▸ **Aim A**:
Name every person mentioned in the poetry-collection review below.
▸ **Aim B**:
Write the next part of the poetry-collection review below, starting after its last sentence.

* Start Text to read *

They Say the Sirens Left the Seas is a collection of poetry rather than fiction. And by poetry, I don’t mean prose poems. Rather most of the 46 selections in this volume have actual rhyme and meter. That works for me. I’m not a huge fan of modern poetry, which tends to be more free form. I’m more impressed with someone who can tell a tale or create a mood and do so within whatever restrictions the particular rhyme scheme they’ve chosen imposes.

While not all of the poems herein are fantastic in nature, Hutchings certainly tends towards that end of the literary spectrum. Several are directly inspired by the works of Lord Dunsany and H. P. Lovecraft.

As one would expect in a collection of poems, the tones and moods vary considerably. Yet these are poems full of wit and warmth and heart, even when that heart is one of darkness. Hutchings commands the rhymes and meters well, choosing the correct word.

* End Text to read *
* Start Information supplied *

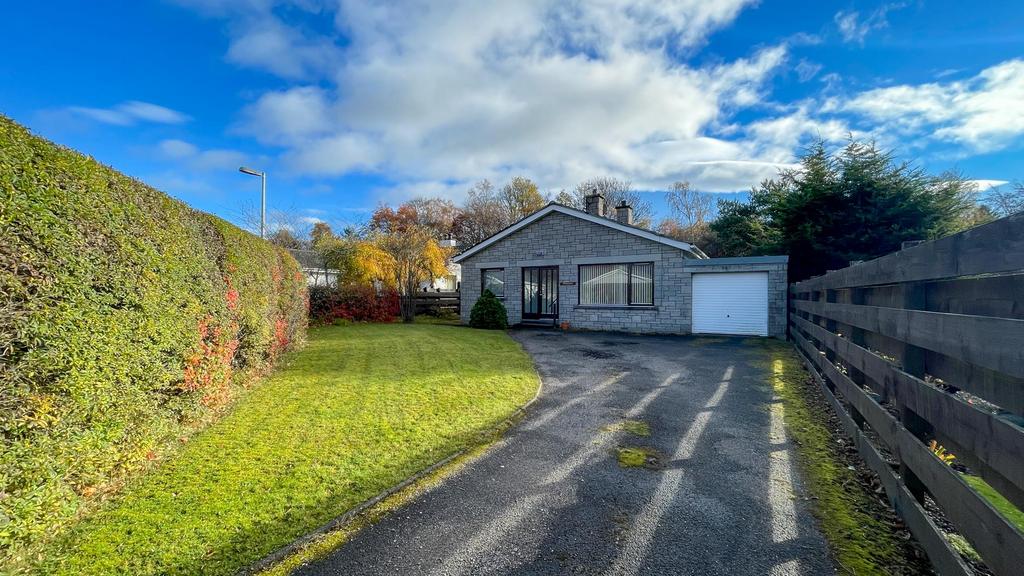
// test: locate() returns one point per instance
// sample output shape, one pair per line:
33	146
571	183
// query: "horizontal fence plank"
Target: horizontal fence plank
992	248
1004	391
996	343
996	443
998	542
945	560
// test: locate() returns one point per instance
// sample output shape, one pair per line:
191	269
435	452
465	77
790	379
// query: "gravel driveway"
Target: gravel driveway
718	494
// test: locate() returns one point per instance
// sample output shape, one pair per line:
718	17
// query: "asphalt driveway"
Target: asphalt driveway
718	495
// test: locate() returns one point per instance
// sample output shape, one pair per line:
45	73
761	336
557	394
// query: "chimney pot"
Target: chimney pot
595	204
624	213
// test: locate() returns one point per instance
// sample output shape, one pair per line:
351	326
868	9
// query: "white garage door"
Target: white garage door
734	302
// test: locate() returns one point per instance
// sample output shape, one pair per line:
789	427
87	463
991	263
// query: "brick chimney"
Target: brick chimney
624	213
595	203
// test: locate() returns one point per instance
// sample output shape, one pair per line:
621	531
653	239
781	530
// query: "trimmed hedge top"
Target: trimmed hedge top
127	319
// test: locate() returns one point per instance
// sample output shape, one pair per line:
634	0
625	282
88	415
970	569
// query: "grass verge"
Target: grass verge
863	533
361	408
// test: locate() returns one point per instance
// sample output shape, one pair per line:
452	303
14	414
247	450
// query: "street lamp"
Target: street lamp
262	203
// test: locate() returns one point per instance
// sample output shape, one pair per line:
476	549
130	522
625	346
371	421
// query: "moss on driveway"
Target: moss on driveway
359	409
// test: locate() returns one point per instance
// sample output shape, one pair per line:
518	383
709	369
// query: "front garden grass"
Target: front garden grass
359	409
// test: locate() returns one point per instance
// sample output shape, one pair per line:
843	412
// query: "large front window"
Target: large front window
631	284
494	280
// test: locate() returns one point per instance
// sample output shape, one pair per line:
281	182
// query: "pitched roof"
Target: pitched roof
615	224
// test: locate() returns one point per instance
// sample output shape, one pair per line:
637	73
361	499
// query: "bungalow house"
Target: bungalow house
594	270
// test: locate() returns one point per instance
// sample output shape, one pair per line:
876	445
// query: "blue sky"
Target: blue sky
347	105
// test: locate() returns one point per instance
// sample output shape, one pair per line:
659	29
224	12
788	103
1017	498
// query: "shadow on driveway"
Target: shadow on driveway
551	497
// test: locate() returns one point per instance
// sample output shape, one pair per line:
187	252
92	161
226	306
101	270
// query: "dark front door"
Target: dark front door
540	292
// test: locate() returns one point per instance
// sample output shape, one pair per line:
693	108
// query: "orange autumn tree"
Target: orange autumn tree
401	252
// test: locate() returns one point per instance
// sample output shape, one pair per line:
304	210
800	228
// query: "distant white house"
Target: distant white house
314	268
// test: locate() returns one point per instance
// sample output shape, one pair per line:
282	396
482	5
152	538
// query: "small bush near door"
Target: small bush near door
488	313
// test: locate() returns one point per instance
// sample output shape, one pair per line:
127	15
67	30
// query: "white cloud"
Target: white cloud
435	95
288	116
985	186
983	114
807	70
854	29
198	159
131	113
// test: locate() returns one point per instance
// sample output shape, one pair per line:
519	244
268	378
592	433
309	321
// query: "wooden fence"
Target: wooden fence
928	343
426	301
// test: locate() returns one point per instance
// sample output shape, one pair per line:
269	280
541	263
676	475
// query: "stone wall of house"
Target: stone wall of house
569	242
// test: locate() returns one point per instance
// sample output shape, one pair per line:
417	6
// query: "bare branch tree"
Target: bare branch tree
1007	202
691	207
614	192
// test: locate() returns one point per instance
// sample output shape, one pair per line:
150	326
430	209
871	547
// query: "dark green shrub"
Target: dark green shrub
126	320
488	313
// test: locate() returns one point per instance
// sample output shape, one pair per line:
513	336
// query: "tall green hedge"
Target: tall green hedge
126	320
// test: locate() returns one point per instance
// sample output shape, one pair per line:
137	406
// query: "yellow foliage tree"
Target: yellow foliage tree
401	253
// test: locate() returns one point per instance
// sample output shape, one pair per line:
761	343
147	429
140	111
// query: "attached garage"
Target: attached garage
730	302
742	296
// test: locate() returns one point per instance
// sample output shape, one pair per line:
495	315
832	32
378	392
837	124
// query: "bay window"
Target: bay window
628	284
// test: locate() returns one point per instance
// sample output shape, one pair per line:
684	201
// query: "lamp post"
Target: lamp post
262	202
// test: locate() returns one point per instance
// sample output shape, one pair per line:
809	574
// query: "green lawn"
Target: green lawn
359	409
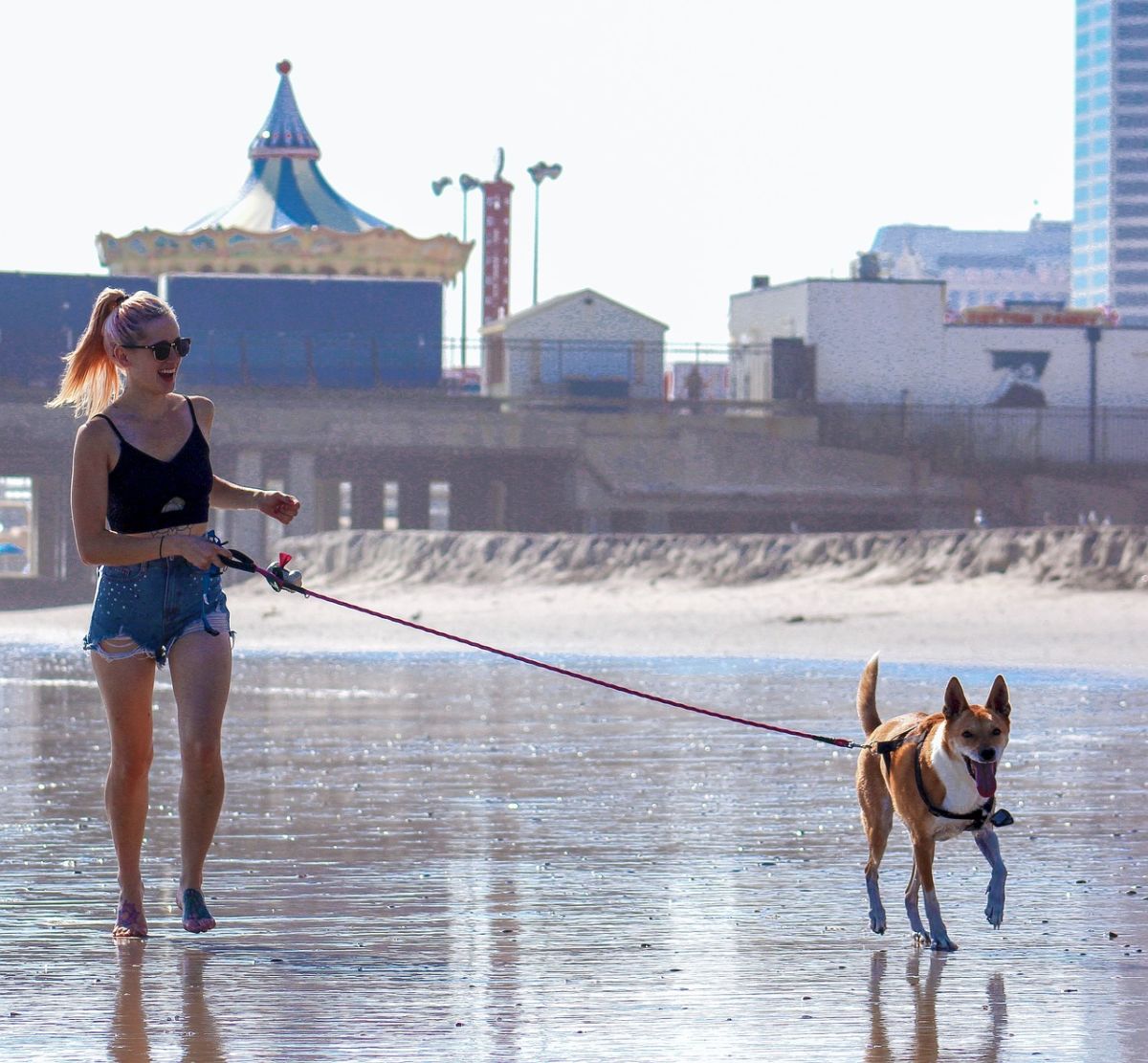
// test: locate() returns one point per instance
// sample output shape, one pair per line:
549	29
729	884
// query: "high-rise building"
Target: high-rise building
981	266
1111	214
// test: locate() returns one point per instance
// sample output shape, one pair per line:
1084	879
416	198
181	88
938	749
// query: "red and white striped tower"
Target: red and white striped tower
497	246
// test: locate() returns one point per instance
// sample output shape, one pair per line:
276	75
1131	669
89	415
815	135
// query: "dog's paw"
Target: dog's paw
994	911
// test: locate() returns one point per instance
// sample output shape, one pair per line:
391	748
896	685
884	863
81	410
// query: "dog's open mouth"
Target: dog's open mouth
984	775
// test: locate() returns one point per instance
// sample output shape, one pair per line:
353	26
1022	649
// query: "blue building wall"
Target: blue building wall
301	331
41	317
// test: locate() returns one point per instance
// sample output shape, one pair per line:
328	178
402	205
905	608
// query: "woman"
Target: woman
141	493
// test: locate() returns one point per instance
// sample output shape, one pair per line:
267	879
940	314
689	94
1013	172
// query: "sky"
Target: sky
700	144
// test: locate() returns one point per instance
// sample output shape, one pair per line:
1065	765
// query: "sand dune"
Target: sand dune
1092	558
1057	597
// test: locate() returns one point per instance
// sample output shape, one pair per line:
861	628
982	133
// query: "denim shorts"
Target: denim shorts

* End Information supplied *

▸ **Response A**:
Hutchings, Lord Dunsany, H. P. Lovecraft

▸ **Response B**:
The result is an enjoyable collection that I, for one, will return to. Self publishing has allowed anyone to publish their poetry, no matter how awful. These are not the immature scribblings of a wannabe poet. Most of the poems here have been published elsewhere in a number of venues and as such have passed editorial muster.

The production values of this book were quite good. I can only imagine the headache it was to try to get everything right. Furthermore, the author has provided contact information so he can correct any mistakes. I just wish the big publishers were that concerned about quality control.

If you like poetry, be sure to check this one out.